# [WORK TO COMPLETE]
Print, exactly as written, the line containing "I would appreciate it if you could identify the woman with" and every line after it, ending with the final line of the data below.

# [DATA FOR ANALYSIS]
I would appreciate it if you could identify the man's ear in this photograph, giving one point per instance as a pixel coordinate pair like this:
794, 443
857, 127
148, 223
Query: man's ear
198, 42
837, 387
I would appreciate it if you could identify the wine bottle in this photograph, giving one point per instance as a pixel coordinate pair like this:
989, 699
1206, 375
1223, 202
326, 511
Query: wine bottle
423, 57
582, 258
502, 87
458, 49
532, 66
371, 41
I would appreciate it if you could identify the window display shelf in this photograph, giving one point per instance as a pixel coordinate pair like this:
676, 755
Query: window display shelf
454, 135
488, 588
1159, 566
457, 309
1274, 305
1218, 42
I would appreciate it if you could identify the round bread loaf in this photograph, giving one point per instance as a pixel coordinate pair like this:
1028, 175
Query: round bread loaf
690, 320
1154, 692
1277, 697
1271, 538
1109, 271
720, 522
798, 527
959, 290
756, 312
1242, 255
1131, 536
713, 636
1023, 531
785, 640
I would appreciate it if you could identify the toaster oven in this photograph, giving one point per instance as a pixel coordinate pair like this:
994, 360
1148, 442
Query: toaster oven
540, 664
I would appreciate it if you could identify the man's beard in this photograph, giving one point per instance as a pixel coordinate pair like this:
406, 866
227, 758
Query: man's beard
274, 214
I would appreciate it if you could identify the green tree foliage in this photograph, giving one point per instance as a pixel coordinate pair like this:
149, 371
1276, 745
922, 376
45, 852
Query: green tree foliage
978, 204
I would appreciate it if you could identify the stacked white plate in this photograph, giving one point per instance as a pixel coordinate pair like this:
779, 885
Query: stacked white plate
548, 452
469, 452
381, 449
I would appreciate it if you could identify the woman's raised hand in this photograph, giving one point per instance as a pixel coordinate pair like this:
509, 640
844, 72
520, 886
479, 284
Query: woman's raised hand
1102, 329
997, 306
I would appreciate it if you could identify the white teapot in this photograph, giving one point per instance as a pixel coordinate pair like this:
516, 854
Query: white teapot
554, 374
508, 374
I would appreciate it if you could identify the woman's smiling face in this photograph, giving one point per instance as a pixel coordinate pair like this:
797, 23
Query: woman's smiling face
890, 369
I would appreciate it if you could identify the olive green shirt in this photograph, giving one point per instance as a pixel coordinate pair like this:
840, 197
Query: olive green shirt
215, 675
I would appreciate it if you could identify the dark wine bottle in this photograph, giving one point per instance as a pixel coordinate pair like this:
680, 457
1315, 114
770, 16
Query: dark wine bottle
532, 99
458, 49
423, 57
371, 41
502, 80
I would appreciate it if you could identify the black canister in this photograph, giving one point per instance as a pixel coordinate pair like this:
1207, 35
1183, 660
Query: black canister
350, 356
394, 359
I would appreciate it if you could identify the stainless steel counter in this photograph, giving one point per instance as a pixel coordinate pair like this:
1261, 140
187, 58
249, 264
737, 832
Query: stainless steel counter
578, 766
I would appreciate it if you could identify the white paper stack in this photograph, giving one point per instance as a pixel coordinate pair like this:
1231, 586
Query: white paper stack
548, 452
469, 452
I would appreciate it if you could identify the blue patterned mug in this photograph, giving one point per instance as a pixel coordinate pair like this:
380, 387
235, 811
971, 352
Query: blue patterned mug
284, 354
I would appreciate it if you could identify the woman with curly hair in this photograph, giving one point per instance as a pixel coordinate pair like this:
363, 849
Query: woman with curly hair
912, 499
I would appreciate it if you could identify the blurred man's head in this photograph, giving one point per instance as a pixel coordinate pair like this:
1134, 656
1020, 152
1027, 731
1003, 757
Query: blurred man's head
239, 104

# [TASK SOLUTION]
I would appreciate it if you could identify the woman with curly hair in this photograph, giving one point per instance as a pixel coordinate pair like this:
363, 849
Query: woman with curly hair
912, 499
I would appreciate it if you could identify the blurred man's head in this photograph, giving one point per instance as a pixel coordinate pair like this:
1134, 656
1020, 152
1027, 731
1003, 757
Query: blurred man's head
239, 104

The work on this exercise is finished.